(Given text Opens)

Elvitegravir (EVG) is an integrase inhibitor used to treat HIV infection. It was developed by the pharmaceutical company Gilead Sciences, which licensed EVG from Japan Tobacco in March 2008.  The drug gained approval by the U.S. Food and Drug Administration on August 27, 2012 for use in adult patients starting HIV treatment for the first time as part of the fixed dose combination known as Stribild. On September 24, 2014 the FDA approved Elvitegravir as a single pill formulation under the trade name Vitekta. On November 5, 2015 the FDA approved the drug for use in patients affected with HIV-1 as a part of a second fixed dose combination pill known as Genvoya.

According to the results of the phase II clinical trial, patients taking once-daily elvitegravir boosted by ritonavir had greater reductions in viral load after 24 weeks compared to individuals randomized to receive a ritonavir-boosted protease inhibitor.

Medical uses
In the United States, elvitegravir can be obtained either as part of the combination pills Stribild or Genvoya, or as the single pill formulation Vitekta.

(Given text Closes)
(Data under study Opens)

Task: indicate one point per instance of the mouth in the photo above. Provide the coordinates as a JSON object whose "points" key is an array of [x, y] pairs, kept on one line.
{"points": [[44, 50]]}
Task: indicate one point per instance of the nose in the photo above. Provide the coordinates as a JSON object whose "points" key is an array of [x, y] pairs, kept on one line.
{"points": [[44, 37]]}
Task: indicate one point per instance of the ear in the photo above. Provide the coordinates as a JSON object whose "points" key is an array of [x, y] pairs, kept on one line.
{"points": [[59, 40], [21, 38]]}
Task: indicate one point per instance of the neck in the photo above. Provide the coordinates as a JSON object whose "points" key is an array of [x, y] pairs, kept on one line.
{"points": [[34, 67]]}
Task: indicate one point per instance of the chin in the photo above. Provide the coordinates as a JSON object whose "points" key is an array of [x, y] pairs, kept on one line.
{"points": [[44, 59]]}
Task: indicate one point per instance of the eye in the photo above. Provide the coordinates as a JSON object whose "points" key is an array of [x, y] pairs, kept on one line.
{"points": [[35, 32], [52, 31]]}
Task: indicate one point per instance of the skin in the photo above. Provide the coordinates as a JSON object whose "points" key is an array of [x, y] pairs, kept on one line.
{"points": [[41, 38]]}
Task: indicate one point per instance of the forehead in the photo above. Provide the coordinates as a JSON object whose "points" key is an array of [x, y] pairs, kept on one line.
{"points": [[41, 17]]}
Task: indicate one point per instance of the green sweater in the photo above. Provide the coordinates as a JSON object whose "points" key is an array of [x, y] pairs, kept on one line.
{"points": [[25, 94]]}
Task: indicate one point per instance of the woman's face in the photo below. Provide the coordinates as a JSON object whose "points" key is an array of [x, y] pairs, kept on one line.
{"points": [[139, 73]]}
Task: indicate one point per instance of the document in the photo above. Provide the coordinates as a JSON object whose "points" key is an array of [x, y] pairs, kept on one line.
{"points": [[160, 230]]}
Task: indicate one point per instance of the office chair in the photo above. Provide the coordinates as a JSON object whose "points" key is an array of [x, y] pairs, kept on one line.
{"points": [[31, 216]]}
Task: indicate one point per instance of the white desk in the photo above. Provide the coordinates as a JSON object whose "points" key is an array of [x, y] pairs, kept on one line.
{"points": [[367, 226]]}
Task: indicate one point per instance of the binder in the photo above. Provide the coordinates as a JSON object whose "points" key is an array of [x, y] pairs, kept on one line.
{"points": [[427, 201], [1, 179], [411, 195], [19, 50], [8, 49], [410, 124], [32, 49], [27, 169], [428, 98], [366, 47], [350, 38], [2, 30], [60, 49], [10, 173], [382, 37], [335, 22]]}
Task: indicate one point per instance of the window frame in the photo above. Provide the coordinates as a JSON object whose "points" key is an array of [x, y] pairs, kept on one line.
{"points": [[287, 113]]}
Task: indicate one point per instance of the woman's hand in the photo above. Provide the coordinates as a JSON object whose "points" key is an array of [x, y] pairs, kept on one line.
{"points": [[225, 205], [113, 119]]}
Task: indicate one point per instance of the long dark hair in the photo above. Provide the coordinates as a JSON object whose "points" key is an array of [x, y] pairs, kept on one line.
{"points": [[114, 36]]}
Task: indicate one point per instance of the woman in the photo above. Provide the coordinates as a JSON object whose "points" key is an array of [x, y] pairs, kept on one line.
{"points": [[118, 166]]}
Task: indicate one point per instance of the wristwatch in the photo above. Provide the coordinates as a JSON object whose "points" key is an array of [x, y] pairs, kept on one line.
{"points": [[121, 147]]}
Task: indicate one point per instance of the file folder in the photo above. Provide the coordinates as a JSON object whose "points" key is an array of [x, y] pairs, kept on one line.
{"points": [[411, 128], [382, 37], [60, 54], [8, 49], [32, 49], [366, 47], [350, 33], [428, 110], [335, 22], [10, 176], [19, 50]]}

(Data under study Closes)

# Instructions for the task
Duplicate the stretch of the elvitegravir text from "According to the" through "pill formulation Vitekta.".

# Written solution
According to the results of the phase II clinical trial, patients taking once-daily elvitegravir boosted by ritonavir had greater reductions in viral load after 24 weeks compared to individuals randomized to receive a ritonavir-boosted protease inhibitor.

Medical uses
In the United States, elvitegravir can be obtained either as part of the combination pills Stribild or Genvoya, or as the single pill formulation Vitekta.